* [Problem description]: Which abbreviations written entirely in capital letters appear in the body of the forum post on running Apache Kafka in AWS, from "Jonathan," onward? List each one once.

* [Text]:
-=-=-=-=-
RE: Apache Kafka in AWS

Jason Weiss Wed, 22 May 2013 16:24:40 -0700

Jonathan,

Using 0.7.2, with just a single EBS volume per broker instance - negative on 
the RAID 10.


I would speculate that if we used RAID 10 and we went with AWS's maximum 
provisioned IOPS (5000??) we probably could have squeaked out some more eps.

I have no doubt, BTW, that if we would have implemented this on bare metal, the 
numbers would have been substantially higher. For example, the variation 
between the 20 different "identical" producer clients was rather dramatic - as 
much as 5000 eps in some cases. For being identical virtualized devices, 
running identical software, configured identically from a singular AWS AMI - 
the only explanation is that the performance difference was from the "tax" of 
using virtualized devices.
-=-=-=-=-
* [Entries provided]:

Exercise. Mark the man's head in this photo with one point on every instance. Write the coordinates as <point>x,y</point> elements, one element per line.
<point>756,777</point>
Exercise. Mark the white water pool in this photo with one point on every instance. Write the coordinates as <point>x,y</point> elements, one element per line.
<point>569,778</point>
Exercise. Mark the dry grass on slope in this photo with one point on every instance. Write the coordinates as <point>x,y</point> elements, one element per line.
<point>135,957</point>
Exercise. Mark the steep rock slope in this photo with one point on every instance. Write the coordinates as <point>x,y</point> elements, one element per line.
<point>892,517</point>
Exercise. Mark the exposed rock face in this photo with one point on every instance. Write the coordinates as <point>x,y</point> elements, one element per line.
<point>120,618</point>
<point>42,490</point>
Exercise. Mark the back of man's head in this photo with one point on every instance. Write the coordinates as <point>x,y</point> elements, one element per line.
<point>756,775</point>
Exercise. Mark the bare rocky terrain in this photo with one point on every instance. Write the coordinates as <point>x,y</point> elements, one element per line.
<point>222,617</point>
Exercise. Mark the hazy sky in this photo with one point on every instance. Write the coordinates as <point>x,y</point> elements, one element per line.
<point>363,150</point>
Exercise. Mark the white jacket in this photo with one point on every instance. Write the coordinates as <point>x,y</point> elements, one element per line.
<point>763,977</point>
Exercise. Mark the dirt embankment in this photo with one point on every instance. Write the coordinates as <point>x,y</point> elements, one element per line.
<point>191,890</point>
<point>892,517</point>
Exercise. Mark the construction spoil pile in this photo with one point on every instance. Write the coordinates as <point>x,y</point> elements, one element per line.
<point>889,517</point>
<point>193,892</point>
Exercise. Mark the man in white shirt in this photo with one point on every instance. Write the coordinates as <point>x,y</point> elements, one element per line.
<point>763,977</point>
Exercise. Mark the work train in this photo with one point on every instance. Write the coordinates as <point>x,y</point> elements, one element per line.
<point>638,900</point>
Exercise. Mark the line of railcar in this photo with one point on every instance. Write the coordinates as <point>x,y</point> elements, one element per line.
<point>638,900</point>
-=-=-=-=-
* [Task result]: EBS, RAID, AWS, IOPS, BTW, AMI